* [Excerpt to read]
───
General information
- Type: Road
- Length: 15 km (9.3 mi)
- Route number(s): B52

Major junctions
- East end: Midland Highway Perth
- Cressy Road Longford; Bass Highway;
- West end: Meander Valley Highway Carrick

Location(s)
- Region: Midlands

= Illawarra Road =

Road in Tasmania, Australia

Illawarra Road (also known as Illawarra Main Road) (B52) is a bypass road in the north of the Australian state of Tasmania. It connects the Midland Highway (N1) in Perth with the Bass Highway (N1) and the Meander Valley Highway (B54), bypassing the city of Launceston.

== Upgrades ==
In 2022, roadworks began between the roundabout near Longford to Bishopsbourne Road. The road has Truck stops with the road in between the truck stops.
On 25 June, 2025, roadwork began between the Bass Highway and near Longford constructing overtaking lanes and U-turn bays. The roadwork has not been finished yet.
───
* [Given entries]
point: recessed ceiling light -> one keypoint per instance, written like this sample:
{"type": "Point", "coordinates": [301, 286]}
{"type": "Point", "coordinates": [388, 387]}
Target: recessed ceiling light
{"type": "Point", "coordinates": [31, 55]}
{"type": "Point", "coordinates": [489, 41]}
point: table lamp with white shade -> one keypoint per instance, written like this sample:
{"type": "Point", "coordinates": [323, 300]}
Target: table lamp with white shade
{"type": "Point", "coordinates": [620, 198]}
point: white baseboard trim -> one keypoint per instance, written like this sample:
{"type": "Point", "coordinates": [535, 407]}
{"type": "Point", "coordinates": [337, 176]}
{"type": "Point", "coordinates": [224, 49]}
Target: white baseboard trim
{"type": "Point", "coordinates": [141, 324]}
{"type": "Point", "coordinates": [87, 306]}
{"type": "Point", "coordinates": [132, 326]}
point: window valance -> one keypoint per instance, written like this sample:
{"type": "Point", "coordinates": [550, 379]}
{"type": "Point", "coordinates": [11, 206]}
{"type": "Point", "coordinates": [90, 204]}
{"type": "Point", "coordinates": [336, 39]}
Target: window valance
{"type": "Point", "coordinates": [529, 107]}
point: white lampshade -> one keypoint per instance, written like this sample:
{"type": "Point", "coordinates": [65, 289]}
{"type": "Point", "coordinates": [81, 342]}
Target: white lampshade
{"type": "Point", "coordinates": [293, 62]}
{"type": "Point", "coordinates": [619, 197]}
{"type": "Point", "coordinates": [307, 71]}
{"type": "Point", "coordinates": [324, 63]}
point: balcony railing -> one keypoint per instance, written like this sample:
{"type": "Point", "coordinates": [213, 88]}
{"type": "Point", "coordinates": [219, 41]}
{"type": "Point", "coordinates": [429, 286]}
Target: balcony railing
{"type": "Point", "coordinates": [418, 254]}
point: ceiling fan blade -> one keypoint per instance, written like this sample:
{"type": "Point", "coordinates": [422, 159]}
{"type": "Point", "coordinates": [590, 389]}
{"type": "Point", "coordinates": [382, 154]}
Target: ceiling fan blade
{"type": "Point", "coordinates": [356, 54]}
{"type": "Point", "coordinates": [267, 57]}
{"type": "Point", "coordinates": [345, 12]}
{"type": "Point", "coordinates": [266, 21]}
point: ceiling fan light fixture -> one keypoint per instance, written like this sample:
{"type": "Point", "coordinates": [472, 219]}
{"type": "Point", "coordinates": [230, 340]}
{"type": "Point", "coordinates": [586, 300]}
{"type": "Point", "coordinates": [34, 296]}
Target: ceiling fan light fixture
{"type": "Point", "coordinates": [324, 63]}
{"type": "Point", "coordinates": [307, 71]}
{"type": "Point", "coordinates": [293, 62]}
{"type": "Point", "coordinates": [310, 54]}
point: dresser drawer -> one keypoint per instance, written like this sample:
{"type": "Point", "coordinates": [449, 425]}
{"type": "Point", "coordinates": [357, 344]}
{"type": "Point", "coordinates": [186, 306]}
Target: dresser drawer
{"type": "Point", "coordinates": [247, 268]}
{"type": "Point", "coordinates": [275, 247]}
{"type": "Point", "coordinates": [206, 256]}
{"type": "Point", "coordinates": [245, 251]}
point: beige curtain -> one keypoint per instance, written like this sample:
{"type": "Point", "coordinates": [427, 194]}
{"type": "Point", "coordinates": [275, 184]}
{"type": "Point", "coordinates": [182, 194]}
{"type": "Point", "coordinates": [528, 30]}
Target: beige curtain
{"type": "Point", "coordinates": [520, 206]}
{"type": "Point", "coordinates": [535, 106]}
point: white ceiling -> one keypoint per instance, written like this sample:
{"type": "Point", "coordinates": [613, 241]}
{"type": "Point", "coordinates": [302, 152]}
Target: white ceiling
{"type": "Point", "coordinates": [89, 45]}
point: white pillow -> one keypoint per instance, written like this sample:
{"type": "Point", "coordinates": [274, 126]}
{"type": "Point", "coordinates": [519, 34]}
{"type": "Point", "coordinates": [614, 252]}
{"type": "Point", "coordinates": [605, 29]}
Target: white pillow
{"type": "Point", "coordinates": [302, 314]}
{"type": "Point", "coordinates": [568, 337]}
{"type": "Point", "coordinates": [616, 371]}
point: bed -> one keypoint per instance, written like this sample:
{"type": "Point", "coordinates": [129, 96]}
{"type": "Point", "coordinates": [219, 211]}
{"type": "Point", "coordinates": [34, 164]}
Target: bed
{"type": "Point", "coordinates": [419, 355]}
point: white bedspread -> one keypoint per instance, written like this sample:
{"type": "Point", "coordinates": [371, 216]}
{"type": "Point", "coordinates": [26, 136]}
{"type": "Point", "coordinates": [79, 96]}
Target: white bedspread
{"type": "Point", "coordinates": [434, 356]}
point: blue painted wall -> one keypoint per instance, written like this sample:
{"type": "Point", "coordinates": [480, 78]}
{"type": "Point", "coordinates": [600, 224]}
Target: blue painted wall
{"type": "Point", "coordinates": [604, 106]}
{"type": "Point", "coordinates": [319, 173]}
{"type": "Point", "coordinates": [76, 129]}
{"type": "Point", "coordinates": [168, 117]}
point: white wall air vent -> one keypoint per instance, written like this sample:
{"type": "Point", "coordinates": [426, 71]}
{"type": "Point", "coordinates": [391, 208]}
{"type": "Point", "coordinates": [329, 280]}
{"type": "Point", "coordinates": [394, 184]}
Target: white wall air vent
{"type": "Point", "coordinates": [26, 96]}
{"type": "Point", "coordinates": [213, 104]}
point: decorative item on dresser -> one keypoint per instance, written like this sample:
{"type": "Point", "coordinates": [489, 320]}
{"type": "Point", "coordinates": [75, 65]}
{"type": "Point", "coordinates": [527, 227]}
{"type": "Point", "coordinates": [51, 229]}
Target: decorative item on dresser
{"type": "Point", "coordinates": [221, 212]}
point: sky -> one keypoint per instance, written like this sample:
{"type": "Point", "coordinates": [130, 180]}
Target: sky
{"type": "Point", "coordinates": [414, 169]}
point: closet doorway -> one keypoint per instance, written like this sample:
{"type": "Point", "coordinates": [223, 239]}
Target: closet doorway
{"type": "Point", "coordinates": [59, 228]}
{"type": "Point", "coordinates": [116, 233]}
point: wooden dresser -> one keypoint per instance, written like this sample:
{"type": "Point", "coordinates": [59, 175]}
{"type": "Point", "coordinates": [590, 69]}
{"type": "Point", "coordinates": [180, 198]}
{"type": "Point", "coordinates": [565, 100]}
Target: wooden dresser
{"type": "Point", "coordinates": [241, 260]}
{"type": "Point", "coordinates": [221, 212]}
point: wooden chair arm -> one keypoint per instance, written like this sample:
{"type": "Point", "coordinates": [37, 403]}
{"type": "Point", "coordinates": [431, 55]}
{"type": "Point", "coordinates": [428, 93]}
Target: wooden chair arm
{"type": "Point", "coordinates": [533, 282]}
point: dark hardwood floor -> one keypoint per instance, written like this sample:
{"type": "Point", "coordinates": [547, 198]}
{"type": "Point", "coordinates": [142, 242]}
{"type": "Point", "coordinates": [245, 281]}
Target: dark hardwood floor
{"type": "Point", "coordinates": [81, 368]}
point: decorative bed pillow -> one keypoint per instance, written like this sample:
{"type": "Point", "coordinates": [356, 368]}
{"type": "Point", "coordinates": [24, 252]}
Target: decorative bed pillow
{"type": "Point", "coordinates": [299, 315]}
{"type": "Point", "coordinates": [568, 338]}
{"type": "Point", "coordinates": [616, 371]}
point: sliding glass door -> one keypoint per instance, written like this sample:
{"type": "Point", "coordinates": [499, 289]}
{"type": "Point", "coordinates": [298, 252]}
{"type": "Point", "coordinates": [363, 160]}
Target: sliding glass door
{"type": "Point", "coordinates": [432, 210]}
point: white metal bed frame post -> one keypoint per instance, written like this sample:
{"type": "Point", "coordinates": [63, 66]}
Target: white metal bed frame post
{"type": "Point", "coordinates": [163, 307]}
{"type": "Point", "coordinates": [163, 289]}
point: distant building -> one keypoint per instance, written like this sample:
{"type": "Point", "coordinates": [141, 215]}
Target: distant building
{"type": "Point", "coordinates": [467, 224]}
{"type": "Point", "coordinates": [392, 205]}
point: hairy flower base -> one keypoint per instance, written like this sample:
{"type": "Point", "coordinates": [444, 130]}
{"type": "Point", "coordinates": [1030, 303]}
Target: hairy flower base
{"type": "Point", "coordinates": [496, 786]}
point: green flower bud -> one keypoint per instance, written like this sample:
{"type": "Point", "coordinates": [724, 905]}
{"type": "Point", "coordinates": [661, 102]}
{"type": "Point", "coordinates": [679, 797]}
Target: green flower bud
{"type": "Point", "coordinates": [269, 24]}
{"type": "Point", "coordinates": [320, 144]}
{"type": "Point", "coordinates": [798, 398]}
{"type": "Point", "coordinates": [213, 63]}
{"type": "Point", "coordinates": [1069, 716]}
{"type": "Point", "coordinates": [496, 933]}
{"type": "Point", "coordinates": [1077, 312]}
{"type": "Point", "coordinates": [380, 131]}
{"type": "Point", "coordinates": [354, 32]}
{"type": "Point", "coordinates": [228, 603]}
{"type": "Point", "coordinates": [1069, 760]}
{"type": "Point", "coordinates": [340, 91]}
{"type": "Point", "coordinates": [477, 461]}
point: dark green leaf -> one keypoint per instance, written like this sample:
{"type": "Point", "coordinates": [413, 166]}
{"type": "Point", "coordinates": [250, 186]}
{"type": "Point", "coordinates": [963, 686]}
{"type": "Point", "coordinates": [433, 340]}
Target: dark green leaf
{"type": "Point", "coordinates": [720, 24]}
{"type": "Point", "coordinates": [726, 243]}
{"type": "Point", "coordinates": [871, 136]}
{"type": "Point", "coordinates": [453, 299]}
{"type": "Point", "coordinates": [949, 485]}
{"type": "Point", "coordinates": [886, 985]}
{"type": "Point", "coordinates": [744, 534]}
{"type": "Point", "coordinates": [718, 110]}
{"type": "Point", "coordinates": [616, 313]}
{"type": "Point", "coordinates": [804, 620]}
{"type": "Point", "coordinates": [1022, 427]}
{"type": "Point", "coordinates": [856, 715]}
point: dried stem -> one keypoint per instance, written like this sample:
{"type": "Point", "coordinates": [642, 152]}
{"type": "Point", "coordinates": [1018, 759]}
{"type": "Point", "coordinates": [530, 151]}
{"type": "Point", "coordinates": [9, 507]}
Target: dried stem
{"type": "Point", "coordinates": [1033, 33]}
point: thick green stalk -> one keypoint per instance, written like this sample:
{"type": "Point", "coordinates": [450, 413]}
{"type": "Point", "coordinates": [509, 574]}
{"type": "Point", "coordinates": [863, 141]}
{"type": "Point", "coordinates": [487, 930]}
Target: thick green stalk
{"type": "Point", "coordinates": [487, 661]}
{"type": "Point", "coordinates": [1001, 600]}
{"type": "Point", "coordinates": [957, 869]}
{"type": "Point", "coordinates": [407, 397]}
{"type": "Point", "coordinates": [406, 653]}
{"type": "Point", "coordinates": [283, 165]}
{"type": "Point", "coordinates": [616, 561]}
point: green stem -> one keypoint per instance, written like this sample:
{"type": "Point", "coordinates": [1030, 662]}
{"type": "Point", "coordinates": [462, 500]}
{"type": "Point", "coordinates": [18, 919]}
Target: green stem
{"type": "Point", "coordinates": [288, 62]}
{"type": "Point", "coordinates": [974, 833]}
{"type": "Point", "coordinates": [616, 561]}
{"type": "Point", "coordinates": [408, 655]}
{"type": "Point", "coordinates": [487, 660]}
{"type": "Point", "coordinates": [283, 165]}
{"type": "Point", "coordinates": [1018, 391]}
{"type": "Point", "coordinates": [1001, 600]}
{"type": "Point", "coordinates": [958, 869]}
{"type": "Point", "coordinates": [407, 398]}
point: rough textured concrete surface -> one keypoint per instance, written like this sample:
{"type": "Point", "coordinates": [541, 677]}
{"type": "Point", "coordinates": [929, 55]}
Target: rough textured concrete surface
───
* [Given request 1]
Answer these from the Illawarra Road article:
(a) How long is the road?
(b) Which town lies at the road's west end?
(c) What was the roadwork that began on 25 June 2025 building?
* [Given request 2]
Carry on writing the Illawarra Road article, starting after its last sentence.

* [Exercise answer 1]
(a) 15 km (9.3 mi).
(b) Carrick.
(c) Overtaking lanes and U-turn bays.

* [Exercise answer 2]
==Route==
The road branches off the Midland Highway to the west in Perth, about 15 km south of Launceston. The Cressy Road (B51) joins Longford and the Illawarra Road crosses the South Esk River. Then it continues its way on the west bank of the river to the northwest and is connected to the Bass Highway and the Meander Valley Road just before the mouth of the river in Lake Trevallyn, about 13 km southwest of Launceston.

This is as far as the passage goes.